Excellent article. Thank you for writing it. The Forgiveness Sunday ritual sounds marvelous!

My husband and I discuss more and more how people are slowly realizing the toxicity of the internet, particularly “news” sites and social media. Neither of us are on any of the social media apps. Our friends are those from church, work or school. We take great consolation knowing that people are realizing spending hours on the internet and social media are shallow. Books are being published (, e.g. “Deep Work” by Cal Newport) specifically discussing the addiction of these behaviors, the shallow work inolved and returning instead to a life filled with “deep work”, i.e. focused comcentration on daily tasks towards goals.

For Lent my husband gave up sugar while I gave up email. He has lost 10 pounds and I havent checked email once since Ash Wednesday. We both embraced for Lent a traditional day to day existence including adopting the Suscipe Prayer of St Ignatius of Loyola which really put the world in perspective

It is not too late to receive many of God’s graces this Lent. Start with the Suscipe Prayer:

“Take, Lord, and receive all my liberty,
my memory, my understanding,
and my entire will,
All I have and call my own.

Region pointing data
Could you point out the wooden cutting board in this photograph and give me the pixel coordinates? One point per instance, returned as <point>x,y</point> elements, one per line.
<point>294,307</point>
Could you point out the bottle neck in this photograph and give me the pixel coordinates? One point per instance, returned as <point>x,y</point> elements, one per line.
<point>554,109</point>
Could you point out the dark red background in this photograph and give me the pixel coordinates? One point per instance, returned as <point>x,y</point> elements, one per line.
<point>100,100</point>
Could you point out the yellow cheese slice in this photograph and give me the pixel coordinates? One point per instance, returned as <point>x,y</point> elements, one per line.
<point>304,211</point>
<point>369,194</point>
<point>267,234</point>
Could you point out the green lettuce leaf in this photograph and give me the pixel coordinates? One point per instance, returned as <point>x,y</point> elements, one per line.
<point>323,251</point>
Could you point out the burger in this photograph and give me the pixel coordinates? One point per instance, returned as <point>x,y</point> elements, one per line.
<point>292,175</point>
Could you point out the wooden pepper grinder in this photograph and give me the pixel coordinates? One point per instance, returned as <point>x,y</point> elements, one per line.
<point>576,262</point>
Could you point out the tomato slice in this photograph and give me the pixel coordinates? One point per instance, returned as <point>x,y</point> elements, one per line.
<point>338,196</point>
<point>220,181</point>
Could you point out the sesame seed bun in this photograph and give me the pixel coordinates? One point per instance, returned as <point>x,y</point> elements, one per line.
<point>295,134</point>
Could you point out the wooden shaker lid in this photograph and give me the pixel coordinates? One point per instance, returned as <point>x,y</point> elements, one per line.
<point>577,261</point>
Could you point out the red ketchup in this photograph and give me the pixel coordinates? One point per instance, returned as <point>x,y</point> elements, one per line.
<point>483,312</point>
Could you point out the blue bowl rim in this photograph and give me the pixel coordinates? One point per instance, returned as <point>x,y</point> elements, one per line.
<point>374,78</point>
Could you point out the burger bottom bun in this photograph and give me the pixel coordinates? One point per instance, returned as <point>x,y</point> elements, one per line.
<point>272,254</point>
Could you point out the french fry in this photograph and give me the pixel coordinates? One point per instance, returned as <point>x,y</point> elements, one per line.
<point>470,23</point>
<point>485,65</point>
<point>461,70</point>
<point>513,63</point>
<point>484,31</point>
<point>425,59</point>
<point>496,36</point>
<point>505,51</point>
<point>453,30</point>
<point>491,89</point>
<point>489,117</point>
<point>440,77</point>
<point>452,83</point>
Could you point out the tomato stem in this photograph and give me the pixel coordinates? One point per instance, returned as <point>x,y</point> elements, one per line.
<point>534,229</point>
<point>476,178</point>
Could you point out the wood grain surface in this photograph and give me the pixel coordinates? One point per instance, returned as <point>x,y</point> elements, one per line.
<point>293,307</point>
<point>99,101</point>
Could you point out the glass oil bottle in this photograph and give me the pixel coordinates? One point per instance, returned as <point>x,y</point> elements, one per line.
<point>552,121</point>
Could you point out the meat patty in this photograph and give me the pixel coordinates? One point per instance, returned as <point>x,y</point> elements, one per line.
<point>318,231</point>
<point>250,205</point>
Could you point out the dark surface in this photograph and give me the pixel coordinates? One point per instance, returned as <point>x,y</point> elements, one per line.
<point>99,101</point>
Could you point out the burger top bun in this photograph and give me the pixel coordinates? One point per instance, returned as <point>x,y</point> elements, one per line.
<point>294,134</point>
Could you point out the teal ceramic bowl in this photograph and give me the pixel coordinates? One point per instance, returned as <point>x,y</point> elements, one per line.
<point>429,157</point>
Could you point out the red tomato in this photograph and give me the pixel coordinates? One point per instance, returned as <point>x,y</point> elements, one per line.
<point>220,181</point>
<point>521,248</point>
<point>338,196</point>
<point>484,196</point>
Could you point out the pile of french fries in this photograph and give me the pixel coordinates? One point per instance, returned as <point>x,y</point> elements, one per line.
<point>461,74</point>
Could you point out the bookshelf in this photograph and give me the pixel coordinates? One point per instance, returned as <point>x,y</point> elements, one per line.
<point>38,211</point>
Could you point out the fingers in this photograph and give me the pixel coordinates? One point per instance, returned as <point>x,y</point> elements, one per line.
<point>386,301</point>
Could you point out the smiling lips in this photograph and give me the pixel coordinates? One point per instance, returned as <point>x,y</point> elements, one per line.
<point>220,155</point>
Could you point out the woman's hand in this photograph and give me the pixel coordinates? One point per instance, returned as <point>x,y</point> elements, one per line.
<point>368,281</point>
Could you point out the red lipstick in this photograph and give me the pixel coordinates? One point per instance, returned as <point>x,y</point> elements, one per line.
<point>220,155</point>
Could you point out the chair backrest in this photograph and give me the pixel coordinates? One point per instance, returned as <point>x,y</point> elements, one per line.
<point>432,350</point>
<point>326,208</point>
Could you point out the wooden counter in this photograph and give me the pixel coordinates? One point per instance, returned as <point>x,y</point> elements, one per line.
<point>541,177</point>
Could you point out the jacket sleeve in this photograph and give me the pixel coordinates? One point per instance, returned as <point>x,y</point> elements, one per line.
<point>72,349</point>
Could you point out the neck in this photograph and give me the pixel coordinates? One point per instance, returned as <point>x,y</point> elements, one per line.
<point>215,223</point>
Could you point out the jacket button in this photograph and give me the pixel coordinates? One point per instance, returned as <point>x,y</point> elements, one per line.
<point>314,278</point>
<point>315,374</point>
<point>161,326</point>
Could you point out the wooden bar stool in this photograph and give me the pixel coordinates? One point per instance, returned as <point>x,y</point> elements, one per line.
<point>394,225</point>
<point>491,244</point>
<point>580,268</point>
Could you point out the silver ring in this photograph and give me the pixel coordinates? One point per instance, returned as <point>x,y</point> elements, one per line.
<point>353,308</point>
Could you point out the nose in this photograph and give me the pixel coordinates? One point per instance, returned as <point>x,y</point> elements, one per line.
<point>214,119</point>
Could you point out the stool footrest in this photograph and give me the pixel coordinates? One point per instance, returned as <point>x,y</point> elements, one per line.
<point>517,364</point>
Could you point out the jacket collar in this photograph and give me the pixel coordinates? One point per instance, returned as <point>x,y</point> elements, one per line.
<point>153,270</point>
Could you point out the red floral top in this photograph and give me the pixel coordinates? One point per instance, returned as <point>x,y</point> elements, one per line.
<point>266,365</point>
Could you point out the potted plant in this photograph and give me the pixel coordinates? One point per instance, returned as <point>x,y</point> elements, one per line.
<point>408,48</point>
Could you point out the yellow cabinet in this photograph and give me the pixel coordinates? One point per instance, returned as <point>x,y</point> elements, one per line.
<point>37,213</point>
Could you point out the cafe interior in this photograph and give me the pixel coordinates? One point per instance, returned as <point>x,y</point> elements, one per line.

ASSIGNED TASK A >> From the comment on Lent, return the passage that opens with the words containing "Excellent article. Thank" and closes with "tasks towards goals.", copied exactly.
ASSIGNED TASK B >> According to the comment on Lent, from which places do the writer and husband's friends come? List each one.
ASSIGNED TASK C >> Write what comes next in the comment on Lent, continuing from the point where it stops.

EXERCISE ANSWER A >>
Excellent article. Thank you for writing it. The Forgiveness Sunday ritual sounds marvelous!

My husband and I discuss more and more how people are slowly realizing the toxicity of the internet, particularly “news” sites and social media. Neither of us are on any of the social media apps. Our friends are those from church, work or school. We take great consolation knowing that people are realizing spending hours on the internet and social media are shallow. Books are being published (, e.g. “Deep Work” by Cal Newport) specifically discussing the addiction of these behaviors, the shallow work inolved and returning instead to a life filled with “deep work”, i.e. focused comcentration on daily tasks towards goals.

EXERCISE ANSWER B >>
church
work
school

EXERCISE ANSWER C >>
You have given all to me.
To you, Lord, I return it.

Everything is yours; do with it what you will.
Give me only your love and your grace,
that is enough for me.”
- St Ignatius of Loyola

Unplug from the internet and see God face to face with those in your midst just as Jesus taught. Be a “culture of encounter” - Pope Francis.

arthur mccaffrey
6 years 9 months ago

this is about a very anonymous, generic, superficial level of forgiveness.
I could not look my abuser in the eye and say "I forgive you". Bishop Desmond Tutu says that forgiveness has to be earned by the abuser, it is not a freebie that the victim hands out--which would negate the attitude expressed in this article, which seems more about playing at forgiveness, or practicing it for some future time when you will be really challenged to forgive your real enemy.

Sandi Sinor
6 years 9 months ago

Most of the suburban parishes where we live are very large, ranging from 1500 - 5000 families. FAMILIES, not individuals. If there are an average of two or three people in each family, there are thousands of people registered. Of course, only about 20% are active, but even with that, there are hundreds at each mass. Somehow it seems that this ritual would only workable in very small parishes.

MICHAEL MARCHAL
6 years 8 months ago

This is an thorough and personal presentation of the practice of Forgiveness Sunday. I have one real problem, though: it consistently speaks of this ritual as an Orthodox practice. Eastern Catholics observe exactly the same ritual. A greater sensitivity to the fact that not all Eastern Christians are Orthodox seems necessary.